Format every line of the material below as a Markdown table with two columns, Row and Text. Put the line's number under Row and the line itself under Text, and leave out blank lines.
# # # #
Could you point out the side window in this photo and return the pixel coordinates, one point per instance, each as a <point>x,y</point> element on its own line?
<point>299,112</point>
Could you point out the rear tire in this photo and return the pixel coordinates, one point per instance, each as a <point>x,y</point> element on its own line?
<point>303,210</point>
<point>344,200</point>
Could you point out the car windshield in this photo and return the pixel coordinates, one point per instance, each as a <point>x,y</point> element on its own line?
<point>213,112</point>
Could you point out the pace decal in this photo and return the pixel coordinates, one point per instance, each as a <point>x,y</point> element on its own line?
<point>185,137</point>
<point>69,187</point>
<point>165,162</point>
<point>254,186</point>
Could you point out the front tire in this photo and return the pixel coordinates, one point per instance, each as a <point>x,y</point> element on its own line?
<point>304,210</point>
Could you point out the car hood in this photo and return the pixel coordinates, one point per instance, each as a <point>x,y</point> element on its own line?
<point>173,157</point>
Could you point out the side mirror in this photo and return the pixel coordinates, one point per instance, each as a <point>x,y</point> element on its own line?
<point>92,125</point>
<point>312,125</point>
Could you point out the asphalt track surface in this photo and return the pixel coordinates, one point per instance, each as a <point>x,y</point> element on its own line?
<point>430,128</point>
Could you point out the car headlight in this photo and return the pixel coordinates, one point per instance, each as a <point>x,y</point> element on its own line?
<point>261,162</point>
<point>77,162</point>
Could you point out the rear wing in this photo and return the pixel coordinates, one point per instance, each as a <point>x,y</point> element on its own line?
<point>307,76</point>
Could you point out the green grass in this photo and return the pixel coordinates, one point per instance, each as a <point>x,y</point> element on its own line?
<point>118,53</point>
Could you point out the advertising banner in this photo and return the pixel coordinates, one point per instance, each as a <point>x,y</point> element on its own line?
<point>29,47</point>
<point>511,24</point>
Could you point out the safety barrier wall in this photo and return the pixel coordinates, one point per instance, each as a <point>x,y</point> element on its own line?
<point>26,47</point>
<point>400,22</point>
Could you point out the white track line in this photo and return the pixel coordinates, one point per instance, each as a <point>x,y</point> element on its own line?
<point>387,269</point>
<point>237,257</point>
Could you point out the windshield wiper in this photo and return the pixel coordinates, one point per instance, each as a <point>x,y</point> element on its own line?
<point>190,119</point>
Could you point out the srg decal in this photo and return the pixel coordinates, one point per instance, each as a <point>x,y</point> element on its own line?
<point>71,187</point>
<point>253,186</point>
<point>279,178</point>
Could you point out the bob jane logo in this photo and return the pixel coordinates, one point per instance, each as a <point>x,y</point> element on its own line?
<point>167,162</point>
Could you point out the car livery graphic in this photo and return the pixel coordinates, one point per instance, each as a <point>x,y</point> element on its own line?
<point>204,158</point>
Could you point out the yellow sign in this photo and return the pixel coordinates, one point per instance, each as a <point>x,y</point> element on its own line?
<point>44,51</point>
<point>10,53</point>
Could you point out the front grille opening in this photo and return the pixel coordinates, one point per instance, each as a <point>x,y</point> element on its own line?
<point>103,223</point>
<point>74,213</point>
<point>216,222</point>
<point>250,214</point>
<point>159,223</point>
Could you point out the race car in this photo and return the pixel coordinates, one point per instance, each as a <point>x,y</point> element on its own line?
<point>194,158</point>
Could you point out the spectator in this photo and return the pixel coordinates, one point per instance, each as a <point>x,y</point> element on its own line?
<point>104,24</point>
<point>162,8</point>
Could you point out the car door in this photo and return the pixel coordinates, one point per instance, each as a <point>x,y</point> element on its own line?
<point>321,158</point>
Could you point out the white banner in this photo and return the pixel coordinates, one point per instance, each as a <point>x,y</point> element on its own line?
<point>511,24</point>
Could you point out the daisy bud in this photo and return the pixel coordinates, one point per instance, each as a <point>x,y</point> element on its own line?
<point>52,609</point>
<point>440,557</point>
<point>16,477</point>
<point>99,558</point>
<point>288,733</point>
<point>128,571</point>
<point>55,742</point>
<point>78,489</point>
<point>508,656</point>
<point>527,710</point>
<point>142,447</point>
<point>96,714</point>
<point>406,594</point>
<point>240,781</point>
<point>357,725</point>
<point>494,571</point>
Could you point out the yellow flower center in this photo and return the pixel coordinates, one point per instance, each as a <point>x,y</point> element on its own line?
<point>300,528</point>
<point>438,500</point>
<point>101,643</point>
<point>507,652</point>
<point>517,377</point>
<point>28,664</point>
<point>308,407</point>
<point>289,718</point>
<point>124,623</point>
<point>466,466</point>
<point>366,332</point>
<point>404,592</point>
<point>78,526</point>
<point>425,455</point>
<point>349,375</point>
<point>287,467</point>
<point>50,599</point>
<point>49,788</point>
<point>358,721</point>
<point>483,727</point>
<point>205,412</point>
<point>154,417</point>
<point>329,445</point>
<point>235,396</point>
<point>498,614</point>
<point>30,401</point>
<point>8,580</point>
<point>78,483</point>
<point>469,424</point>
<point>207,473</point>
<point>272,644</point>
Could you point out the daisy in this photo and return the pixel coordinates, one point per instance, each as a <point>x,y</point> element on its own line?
# # # #
▸ Full output:
| Row | Text |
|---|---|
| 1 | Could you point out the side window in this photo and return the pixel coordinates, one point per instance, each as a <point>x,y</point> element on its own line? |
| 2 | <point>299,112</point> |
| 3 | Could you point out the rear tire in this photo and return the pixel coordinates, one point per instance, each as a <point>x,y</point> element on its own line? |
| 4 | <point>303,210</point> |
| 5 | <point>344,200</point> |
| 6 | Could you point out the car windshield in this photo and return the pixel coordinates, one point per instance, each as a <point>x,y</point> element on its own line? |
| 7 | <point>213,112</point> |
| 8 | Could you point out the pace decal in this photo and return the pixel coordinates, one point per instance, each as a <point>x,y</point> element on its own line? |
| 9 | <point>185,137</point> |
| 10 | <point>69,187</point> |
| 11 | <point>165,162</point> |
| 12 | <point>254,186</point> |
| 13 | Could you point out the front tire in this photo and return the pixel coordinates, one point per instance, each as a <point>x,y</point> element on its own line? |
| 14 | <point>304,210</point> |
| 15 | Could you point out the car hood in this photo and return the pixel coordinates, one point per instance, each as a <point>x,y</point> element on its own line? |
| 16 | <point>173,157</point> |
| 17 | Could you point out the side mirror in this photo and return the pixel coordinates, one point per instance, each as a <point>x,y</point> element on its own line? |
| 18 | <point>92,125</point> |
| 19 | <point>312,125</point> |
| 20 | Could you point out the asphalt track surface in this photo and return the pixel coordinates, one point per instance, each as a <point>x,y</point> element on its own line? |
| 21 | <point>430,128</point> |
| 22 | Could you point out the car headlight in this photo and return the pixel coordinates, one point per instance, each as a <point>x,y</point> element on its own line? |
| 23 | <point>261,162</point> |
| 24 | <point>77,162</point> |
| 25 | Could you point out the rear wing in this photo and return the pixel coordinates, one point per instance, each as a <point>x,y</point> element on its own line? |
| 26 | <point>307,76</point> |
| 27 | Could you point out the green grass in this photo and return the pixel coordinates, one point per instance, each as a <point>x,y</point> element on its own line? |
| 28 | <point>118,53</point> |
| 29 | Could you point out the advertising banner in this photo and return the pixel coordinates, one point per instance, each as a <point>x,y</point> element on its own line? |
| 30 | <point>29,47</point> |
| 31 | <point>511,24</point> |
| 32 | Could you point out the safety barrier wall in this photo and return the pixel coordinates, one point per instance, each as a <point>x,y</point> element on its own line? |
| 33 | <point>26,47</point> |
| 34 | <point>400,22</point> |
| 35 | Could you point out the white track line in this photo and return the pixel coordinates, one point per instance, each as a <point>x,y</point> element on its own line? |
| 36 | <point>387,269</point> |
| 37 | <point>237,257</point> |
| 38 | Could you point out the windshield wiper in this photo and return the pixel coordinates, one point per instance, each as a <point>x,y</point> element on its own line? |
| 39 | <point>190,119</point> |
| 40 | Could you point out the srg decal in this photo and return the pixel coordinates, one point per instance, each as a <point>x,y</point> element on its own line? |
| 41 | <point>71,187</point> |
| 42 | <point>253,186</point> |
| 43 | <point>279,178</point> |
| 44 | Could you point out the bob jane logo in this photo and return the pixel coordinates, one point per instance, each as a <point>x,y</point> element on its own line? |
| 45 | <point>167,162</point> |
| 46 | Could you point out the car livery graphic in this photo and return the pixel coordinates, one point per instance, each as a <point>x,y</point> element on its own line? |
| 47 | <point>204,158</point> |
| 48 | Could you point out the yellow sign in this photo and return the pixel coordinates, one point per instance, each as a <point>x,y</point> element on its own line? |
| 49 | <point>44,51</point> |
| 50 | <point>10,53</point> |
| 51 | Could you point out the front grille opening in this photo and return the pixel coordinates, one point per instance, each as a <point>x,y</point> element on its own line? |
| 52 | <point>103,223</point> |
| 53 | <point>74,213</point> |
| 54 | <point>216,222</point> |
| 55 | <point>250,214</point> |
| 56 | <point>159,223</point> |
| 57 | Could you point out the race car in this photo and return the pixel coordinates, one point per instance, each as a <point>x,y</point> element on its own line? |
| 58 | <point>194,158</point> |
| 59 | Could you point out the spectator in this photo and return the pixel coordinates, one point per instance, each as a <point>x,y</point> element on its own line? |
| 60 | <point>104,24</point> |
| 61 | <point>162,8</point> |
| 62 | Could you point out the car door in this photo and return the pixel coordinates, one point per instance, each as a <point>x,y</point> element on its own line? |
| 63 | <point>321,158</point> |
| 64 | Could you point out the white banner in this photo and return the pixel coordinates, one point per instance, each as a <point>x,y</point> element on its own line? |
| 65 | <point>511,24</point> |
| 66 | Could you point out the daisy bud in this photo and return the pixel coordinates, one point per instance, each as a <point>x,y</point> element on its own line? |
| 67 | <point>52,609</point> |
| 68 | <point>440,557</point> |
| 69 | <point>16,477</point> |
| 70 | <point>99,558</point> |
| 71 | <point>288,733</point> |
| 72 | <point>128,571</point> |
| 73 | <point>55,742</point> |
| 74 | <point>78,489</point> |
| 75 | <point>508,656</point> |
| 76 | <point>527,710</point> |
| 77 | <point>142,447</point> |
| 78 | <point>96,714</point> |
| 79 | <point>406,594</point> |
| 80 | <point>240,781</point> |
| 81 | <point>357,725</point> |
| 82 | <point>494,571</point> |
| 83 | Could you point out the yellow flower center in this photo and return the pixel coordinates, one point per instance, each as a <point>x,y</point> element on its own line? |
| 84 | <point>300,528</point> |
| 85 | <point>438,500</point> |
| 86 | <point>101,643</point> |
| 87 | <point>507,652</point> |
| 88 | <point>517,377</point> |
| 89 | <point>28,664</point> |
| 90 | <point>308,407</point> |
| 91 | <point>289,718</point> |
| 92 | <point>124,623</point> |
| 93 | <point>466,466</point> |
| 94 | <point>366,332</point> |
| 95 | <point>404,592</point> |
| 96 | <point>78,526</point> |
| 97 | <point>425,455</point> |
| 98 | <point>349,375</point> |
| 99 | <point>287,467</point> |
| 100 | <point>50,599</point> |
| 101 | <point>49,788</point> |
| 102 | <point>358,721</point> |
| 103 | <point>483,727</point> |
| 104 | <point>205,412</point> |
| 105 | <point>154,417</point> |
| 106 | <point>329,445</point> |
| 107 | <point>235,396</point> |
| 108 | <point>498,614</point> |
| 109 | <point>30,401</point> |
| 110 | <point>8,580</point> |
| 111 | <point>78,483</point> |
| 112 | <point>469,424</point> |
| 113 | <point>207,473</point> |
| 114 | <point>272,644</point> |
| 115 | Could you point out the daisy in this photo and return the pixel coordinates, one point per instance, each as a <point>x,y</point> element on its own line? |